→ **INSTRUCTION A**:
Answer these questions about the court opinion on the zoning ordinance:
(i) On what date was the case submitted?
(ii) Which Missouri town adopted the zoning ordinance?
(iii) What minimum square footage did the covenants on the property already require?
→ **INSTRUCTION B**:
How would you render this sentence from the court opinion on the zoning ordinance in Spanish: "Plaintiffs own land affected by the ordinance."

→ **EXTRACT**:

────────

United States Court of Appeals, Eighth Circuit
Feb 22, 2002
281 F.3d 723 (8th Cir. 2002)

Summary

reaching the same conclusion as Oxford House-C under apparently similar facts

Summary of this case from Recovery Chapel v. City of Springfield

Opinion

No. 01-2834WM.

Submitted: January 14, 2002.

Filed: February 22, 2002.

Appeal from the United States Western District of Missouri, Gary A. Fenner, J.

William J. Fleischaker, Joplin, MO, argued, for appellants.

Jeffrey L. Groves, Springfield, MO, argued (Penni R. Groves, on the brief), for appellee.

Before LOKEN, RICHARD S. ARNOLD, and MURPHY, Circuit Judges.


The question presented is the validity under Missouri law of a zoning ordinance adopted by the Town of Loma Linda, Missouri. Under the ordinance, one-family dwellings of a single story must have a minimum of 1,800 square feet of above-ground living space, if they are located within a certain part of the Town. Plaintiffs own land affected by the ordinance. Under covenants applicable to the property, a minimum square footage of 1,640 was already in effect. Plaintiffs claim that the requirement of an additional 160 square feet is unreasonable and unrelated to the public health, welfare, or safety. Mo.Rev. Stat. § 89.040 (2000).

────────

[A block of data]
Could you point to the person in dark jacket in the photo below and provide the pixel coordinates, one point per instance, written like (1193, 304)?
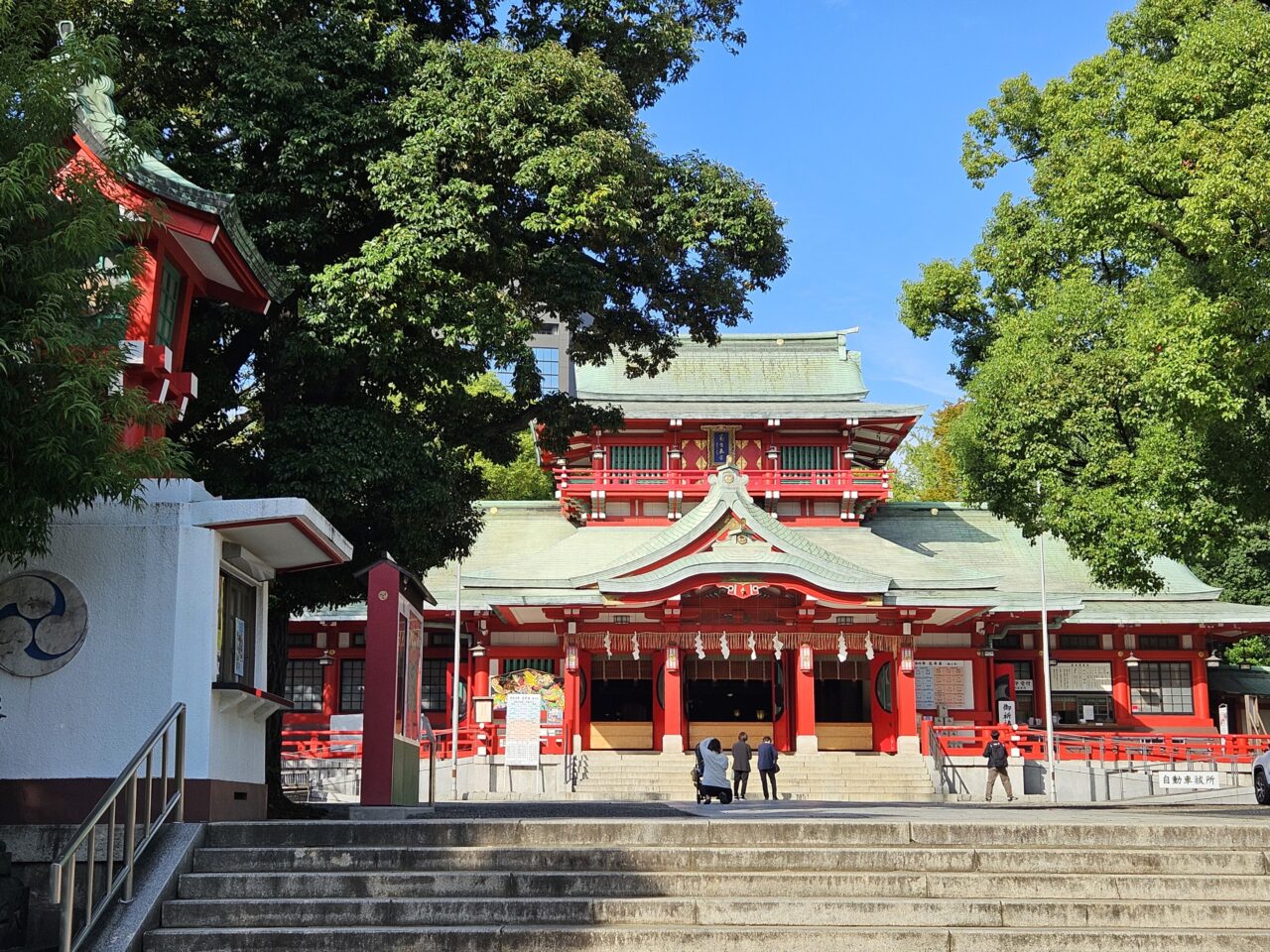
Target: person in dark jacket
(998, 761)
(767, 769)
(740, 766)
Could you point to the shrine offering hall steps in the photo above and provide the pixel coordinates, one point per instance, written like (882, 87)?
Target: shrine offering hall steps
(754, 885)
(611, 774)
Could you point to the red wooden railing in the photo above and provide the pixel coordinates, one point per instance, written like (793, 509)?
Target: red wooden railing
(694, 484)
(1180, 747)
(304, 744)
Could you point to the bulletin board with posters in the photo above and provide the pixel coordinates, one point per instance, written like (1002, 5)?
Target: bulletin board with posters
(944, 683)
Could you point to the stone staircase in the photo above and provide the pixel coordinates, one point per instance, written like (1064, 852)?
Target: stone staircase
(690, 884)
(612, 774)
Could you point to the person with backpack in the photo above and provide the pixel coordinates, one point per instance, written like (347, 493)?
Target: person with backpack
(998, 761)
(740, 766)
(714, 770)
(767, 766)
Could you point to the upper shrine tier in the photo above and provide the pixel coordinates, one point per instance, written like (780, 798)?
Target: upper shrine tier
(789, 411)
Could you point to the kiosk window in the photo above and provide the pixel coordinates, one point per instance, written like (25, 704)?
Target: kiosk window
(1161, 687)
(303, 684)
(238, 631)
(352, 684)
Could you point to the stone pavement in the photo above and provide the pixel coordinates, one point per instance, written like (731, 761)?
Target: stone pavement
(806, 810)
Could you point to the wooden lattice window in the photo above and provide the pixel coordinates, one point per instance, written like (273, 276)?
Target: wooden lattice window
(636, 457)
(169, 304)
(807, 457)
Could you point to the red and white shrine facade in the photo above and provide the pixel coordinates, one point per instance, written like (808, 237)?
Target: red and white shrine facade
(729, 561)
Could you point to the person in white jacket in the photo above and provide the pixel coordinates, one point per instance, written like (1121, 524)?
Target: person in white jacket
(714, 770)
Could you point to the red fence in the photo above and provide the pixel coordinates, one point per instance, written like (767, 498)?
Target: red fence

────────

→ **FINAL ANSWER A**:
(i) January 14, 2002
(ii) Loma Linda
(iii) 1,640 square feet

→ **FINAL ANSWER B**:
Los demandantes son propietarios de terrenos afectados por la ordenanza.